▶ [Work to complete]:
In duplicating the lines below, keep every word unchanged and drop the pictures.

▶ [Entries provided]:
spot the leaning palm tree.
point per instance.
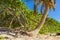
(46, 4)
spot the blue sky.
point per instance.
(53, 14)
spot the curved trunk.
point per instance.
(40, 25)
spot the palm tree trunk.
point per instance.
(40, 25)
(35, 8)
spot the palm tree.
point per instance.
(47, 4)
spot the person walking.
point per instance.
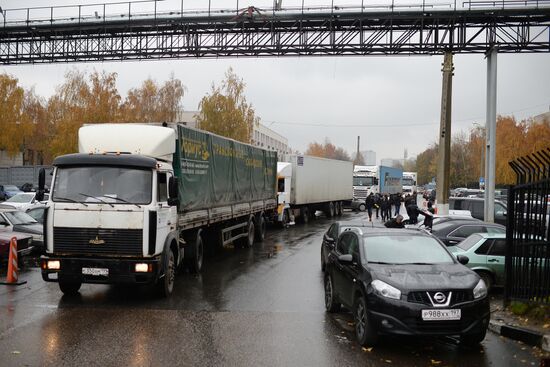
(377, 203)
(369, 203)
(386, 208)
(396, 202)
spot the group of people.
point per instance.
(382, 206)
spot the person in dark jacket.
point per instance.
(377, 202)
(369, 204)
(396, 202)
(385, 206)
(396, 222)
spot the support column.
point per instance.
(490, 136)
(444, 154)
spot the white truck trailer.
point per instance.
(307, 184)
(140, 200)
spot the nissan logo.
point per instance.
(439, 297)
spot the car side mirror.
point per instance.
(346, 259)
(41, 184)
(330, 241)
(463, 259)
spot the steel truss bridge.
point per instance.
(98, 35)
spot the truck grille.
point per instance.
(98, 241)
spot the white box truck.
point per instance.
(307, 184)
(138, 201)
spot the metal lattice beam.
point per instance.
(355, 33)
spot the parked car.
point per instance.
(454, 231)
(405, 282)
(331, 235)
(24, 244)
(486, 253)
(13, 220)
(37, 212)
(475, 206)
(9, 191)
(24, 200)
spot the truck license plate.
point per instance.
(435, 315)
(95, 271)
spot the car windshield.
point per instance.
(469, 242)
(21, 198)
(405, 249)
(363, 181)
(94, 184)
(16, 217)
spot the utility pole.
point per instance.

▶ [Exercise output]:
spot the leaning palm tree.
point per instance.
(46, 4)
spot the blue sky.
point per instance.
(53, 14)
spot the curved trunk.
point per instance.
(40, 25)
spot the palm tree trunk.
point per instance.
(40, 25)
(35, 8)
spot the palm tree.
point per instance.
(47, 4)
spot the person walking.
point per instance.
(377, 203)
(369, 203)
(386, 208)
(396, 202)
spot the group of people.
point per instance.
(382, 206)
spot the person in dark jacket.
point per instance.
(377, 202)
(369, 204)
(396, 202)
(385, 206)
(396, 222)
spot the support column.
point per instance.
(490, 136)
(444, 154)
spot the white truck trailer.
point per instance.
(307, 184)
(140, 200)
spot the nissan logo.
point per instance.
(439, 297)
spot the car side mirror.
point per instance.
(346, 259)
(41, 184)
(330, 241)
(463, 259)
spot the steel truss bridge.
point per instance.
(98, 35)
spot the truck grille.
point per instance.
(98, 241)
spot the white box truck.
point per instance.
(307, 184)
(138, 201)
spot the metal lattice beam.
point per instance.
(355, 33)
spot the parked car.
point per instance.
(454, 231)
(405, 282)
(331, 235)
(24, 244)
(486, 253)
(13, 220)
(37, 212)
(475, 206)
(9, 191)
(24, 200)
spot the truck license plate.
point per instance.
(435, 315)
(95, 271)
spot the car windshield.
point per instance.
(469, 242)
(21, 198)
(405, 249)
(363, 181)
(94, 184)
(16, 217)
spot the utility pole.
point per instance.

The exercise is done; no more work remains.